§ **What needs to be done**: Below are some records; find each line that carries the word "wooden" and copy it.

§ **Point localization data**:
▬▬▬
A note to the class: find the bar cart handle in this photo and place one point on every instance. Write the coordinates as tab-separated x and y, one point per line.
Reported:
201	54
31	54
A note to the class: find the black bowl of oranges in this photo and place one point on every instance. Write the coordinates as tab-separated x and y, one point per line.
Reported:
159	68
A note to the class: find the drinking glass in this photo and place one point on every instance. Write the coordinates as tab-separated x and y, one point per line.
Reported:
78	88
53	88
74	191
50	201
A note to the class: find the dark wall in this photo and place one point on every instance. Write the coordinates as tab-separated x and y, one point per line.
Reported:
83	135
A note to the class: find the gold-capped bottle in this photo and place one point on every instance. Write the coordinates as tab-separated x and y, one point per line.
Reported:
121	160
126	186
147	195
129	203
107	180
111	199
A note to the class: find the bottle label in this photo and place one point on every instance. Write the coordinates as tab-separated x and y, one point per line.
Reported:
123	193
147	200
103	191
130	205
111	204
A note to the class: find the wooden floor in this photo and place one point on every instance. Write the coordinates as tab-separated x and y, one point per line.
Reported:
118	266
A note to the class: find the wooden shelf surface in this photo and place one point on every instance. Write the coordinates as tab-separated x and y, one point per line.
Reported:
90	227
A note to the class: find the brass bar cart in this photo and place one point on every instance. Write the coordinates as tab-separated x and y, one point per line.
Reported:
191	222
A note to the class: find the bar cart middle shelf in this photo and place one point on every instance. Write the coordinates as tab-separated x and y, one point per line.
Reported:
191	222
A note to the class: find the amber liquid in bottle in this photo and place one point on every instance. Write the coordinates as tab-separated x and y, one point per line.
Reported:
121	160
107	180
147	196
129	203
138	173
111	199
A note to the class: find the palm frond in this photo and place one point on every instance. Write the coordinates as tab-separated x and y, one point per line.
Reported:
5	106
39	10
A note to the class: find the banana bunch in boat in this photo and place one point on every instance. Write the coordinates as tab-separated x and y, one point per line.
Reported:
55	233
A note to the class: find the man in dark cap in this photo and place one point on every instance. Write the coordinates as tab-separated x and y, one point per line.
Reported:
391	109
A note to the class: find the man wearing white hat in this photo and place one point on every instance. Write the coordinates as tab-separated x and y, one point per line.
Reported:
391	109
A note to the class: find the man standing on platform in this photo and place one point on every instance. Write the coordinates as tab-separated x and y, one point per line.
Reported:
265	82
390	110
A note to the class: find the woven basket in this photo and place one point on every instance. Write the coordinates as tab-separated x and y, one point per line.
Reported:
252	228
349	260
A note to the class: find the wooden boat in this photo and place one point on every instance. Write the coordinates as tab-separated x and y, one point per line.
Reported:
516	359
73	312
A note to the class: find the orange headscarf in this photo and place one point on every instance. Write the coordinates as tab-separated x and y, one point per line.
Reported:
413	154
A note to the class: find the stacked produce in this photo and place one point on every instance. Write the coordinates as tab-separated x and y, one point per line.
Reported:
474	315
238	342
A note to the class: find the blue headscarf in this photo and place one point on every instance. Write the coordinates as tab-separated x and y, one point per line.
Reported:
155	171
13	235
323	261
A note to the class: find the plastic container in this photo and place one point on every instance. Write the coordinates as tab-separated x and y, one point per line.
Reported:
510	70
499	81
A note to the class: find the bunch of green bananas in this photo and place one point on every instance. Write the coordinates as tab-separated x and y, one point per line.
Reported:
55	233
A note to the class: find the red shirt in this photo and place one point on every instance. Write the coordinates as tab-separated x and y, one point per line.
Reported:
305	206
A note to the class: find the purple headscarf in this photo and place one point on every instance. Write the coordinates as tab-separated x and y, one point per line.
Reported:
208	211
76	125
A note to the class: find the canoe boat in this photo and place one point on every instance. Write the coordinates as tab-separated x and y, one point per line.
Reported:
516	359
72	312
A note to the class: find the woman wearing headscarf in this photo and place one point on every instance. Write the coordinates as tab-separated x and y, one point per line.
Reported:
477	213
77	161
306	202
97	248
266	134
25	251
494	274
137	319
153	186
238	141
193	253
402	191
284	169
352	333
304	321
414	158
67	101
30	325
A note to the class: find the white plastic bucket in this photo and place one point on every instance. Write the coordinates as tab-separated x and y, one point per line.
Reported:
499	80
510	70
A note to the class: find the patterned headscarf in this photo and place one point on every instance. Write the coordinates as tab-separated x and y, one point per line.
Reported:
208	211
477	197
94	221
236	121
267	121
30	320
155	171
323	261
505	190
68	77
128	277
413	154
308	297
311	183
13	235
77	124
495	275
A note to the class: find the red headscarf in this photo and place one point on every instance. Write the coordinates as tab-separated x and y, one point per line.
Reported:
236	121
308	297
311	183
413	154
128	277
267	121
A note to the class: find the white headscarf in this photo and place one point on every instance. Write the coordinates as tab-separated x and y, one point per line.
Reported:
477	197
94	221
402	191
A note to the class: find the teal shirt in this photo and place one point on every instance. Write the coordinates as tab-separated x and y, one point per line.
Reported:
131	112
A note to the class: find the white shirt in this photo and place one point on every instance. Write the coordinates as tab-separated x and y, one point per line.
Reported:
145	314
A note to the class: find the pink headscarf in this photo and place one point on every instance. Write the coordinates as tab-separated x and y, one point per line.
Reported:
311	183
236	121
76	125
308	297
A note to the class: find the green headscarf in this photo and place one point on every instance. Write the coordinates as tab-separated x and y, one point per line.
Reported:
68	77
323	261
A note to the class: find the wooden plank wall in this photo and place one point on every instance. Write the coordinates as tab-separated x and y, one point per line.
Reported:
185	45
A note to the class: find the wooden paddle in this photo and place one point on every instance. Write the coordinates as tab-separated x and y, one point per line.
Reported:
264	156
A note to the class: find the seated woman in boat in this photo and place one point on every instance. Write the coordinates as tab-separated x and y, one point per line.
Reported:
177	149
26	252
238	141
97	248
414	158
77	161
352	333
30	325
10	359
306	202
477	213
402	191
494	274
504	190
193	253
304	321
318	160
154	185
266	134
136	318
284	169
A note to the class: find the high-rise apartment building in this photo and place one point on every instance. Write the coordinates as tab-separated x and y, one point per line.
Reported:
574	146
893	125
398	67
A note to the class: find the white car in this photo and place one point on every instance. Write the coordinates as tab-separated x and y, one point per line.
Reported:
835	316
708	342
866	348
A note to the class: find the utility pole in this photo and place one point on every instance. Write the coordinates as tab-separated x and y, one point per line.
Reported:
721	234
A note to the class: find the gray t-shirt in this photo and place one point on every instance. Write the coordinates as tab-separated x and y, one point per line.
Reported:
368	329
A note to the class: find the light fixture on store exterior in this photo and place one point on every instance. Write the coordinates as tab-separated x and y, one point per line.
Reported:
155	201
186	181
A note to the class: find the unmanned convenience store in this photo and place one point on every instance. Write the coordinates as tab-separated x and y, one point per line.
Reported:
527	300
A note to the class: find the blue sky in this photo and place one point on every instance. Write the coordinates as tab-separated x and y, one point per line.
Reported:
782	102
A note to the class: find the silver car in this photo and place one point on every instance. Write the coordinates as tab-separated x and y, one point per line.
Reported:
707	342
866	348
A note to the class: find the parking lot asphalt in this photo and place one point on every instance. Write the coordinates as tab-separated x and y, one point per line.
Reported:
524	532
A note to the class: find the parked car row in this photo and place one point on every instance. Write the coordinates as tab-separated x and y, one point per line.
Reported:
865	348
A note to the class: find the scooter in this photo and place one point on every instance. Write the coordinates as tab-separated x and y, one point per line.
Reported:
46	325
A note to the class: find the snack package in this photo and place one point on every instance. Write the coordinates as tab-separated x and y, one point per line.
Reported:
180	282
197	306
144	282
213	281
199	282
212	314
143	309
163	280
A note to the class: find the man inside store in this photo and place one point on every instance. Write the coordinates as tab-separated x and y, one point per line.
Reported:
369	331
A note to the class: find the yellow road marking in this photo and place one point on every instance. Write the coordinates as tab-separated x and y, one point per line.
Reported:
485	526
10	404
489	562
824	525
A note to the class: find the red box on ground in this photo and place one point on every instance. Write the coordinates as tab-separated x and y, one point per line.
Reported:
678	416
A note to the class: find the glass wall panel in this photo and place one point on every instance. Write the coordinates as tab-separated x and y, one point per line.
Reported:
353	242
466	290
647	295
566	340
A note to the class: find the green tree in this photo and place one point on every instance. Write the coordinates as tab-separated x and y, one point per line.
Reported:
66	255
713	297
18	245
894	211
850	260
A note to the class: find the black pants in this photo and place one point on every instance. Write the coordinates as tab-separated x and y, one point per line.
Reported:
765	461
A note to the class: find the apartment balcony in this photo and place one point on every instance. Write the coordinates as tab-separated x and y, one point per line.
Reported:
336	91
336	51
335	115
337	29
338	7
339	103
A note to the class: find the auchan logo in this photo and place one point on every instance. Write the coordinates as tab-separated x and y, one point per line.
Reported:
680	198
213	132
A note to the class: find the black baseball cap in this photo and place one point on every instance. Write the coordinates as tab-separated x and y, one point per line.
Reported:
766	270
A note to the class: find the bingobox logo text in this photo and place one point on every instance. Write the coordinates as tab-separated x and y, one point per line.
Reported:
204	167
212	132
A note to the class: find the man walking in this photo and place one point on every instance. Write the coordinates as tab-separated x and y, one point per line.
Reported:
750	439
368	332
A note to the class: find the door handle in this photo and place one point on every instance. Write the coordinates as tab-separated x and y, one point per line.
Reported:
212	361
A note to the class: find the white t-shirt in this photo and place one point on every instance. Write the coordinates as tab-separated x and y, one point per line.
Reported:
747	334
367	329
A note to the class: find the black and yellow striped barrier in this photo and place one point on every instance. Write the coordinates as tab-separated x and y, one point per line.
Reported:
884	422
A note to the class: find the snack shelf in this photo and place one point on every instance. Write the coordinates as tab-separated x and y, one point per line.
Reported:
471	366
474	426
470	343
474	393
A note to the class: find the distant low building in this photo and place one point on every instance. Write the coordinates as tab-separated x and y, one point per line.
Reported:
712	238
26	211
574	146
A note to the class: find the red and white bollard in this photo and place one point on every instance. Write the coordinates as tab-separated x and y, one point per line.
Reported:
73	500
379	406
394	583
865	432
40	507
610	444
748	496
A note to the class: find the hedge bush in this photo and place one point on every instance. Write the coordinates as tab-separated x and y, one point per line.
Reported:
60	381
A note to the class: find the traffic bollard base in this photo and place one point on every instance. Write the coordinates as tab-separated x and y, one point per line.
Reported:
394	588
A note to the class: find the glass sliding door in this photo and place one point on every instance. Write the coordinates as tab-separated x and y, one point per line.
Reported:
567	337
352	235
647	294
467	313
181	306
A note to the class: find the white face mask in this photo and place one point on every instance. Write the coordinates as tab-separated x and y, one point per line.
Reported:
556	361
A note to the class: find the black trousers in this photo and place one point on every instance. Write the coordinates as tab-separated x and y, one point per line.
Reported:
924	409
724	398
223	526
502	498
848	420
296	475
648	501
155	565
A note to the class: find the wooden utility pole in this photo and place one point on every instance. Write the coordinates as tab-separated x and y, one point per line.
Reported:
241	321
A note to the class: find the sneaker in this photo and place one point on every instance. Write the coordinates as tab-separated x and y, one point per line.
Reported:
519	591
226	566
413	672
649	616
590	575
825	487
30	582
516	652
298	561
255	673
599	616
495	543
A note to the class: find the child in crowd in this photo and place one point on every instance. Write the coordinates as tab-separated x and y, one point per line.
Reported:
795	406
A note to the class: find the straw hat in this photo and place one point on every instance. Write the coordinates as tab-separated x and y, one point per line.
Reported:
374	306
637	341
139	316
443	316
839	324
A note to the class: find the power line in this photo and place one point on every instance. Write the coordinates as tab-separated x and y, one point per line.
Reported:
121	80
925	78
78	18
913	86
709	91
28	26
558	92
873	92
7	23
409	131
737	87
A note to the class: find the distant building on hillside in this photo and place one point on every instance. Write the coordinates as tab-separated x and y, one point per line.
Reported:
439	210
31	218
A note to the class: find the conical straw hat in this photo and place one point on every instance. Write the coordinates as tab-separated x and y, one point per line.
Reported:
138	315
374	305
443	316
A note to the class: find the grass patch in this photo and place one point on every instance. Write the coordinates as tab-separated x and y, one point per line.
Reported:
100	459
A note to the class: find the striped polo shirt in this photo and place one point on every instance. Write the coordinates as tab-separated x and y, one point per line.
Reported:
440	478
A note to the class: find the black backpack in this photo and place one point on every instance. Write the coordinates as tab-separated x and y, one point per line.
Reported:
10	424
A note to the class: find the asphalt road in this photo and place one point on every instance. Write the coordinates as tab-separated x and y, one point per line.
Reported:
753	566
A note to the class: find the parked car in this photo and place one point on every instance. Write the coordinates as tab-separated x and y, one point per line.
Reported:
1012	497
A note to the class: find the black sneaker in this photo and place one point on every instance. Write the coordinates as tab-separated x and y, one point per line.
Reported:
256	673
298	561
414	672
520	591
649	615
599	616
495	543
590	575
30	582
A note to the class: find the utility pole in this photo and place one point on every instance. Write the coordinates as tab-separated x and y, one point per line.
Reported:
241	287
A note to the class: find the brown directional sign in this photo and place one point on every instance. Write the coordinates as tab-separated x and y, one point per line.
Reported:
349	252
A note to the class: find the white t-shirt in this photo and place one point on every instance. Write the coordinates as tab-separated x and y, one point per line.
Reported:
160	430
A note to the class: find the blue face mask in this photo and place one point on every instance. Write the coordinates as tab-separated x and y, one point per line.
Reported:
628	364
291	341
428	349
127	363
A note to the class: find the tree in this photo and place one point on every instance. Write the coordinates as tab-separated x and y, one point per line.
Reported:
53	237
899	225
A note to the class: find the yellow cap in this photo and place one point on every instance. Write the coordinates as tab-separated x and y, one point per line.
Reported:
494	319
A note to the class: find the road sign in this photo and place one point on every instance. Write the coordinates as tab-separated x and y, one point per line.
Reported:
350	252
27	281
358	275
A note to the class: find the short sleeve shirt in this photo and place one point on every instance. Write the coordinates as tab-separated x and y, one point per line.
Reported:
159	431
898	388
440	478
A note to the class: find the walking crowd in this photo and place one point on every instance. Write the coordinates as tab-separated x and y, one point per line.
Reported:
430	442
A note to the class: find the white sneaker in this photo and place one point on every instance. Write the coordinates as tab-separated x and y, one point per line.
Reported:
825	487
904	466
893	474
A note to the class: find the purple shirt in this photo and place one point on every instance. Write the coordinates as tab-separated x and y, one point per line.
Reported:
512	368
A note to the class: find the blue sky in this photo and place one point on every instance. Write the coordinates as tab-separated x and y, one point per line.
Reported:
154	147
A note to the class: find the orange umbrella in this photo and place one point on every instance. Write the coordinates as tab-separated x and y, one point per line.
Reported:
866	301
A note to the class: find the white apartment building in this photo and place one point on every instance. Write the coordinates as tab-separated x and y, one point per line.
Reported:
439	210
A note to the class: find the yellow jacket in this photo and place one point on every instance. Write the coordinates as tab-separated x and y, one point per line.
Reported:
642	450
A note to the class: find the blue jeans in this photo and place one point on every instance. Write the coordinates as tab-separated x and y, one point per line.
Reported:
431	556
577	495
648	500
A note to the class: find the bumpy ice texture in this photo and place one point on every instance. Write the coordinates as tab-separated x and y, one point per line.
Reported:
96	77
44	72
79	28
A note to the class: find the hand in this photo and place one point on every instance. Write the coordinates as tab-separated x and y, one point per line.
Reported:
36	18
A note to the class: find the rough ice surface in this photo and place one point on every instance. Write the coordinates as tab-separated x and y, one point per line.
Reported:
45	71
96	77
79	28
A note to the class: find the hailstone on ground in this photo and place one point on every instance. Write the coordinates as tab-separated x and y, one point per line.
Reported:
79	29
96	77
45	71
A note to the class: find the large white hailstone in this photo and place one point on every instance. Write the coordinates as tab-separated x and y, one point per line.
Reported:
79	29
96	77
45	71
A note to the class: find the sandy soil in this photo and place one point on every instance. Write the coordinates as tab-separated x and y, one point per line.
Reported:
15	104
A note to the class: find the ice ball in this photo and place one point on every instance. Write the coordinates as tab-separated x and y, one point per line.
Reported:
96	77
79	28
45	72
▬▬▬
§ **Answer section**:
A note to the class: find the wooden floor in this photo and place one point on every instance. Write the coordinates as tab-separated x and y, one point per line.
A note to the class: find the wooden shelf surface in this photo and place one point on every instance. Write the coordinates as tab-separated x and y, one point per line.
A note to the class: find the wooden boat in this photo and place one point on every instance. Write the coordinates as tab-separated x and y, one point per line.
A note to the class: find the wooden plank wall in this photo and place one point on every instance. Write the coordinates as tab-separated x and y, one point per line.
A note to the class: find the wooden paddle in this photo and place one point on every instance. Write the coordinates as tab-separated x and y, one point per line.
A note to the class: find the wooden utility pole in this photo and place one point on every instance. Write the coordinates as tab-separated x and y, one point per line.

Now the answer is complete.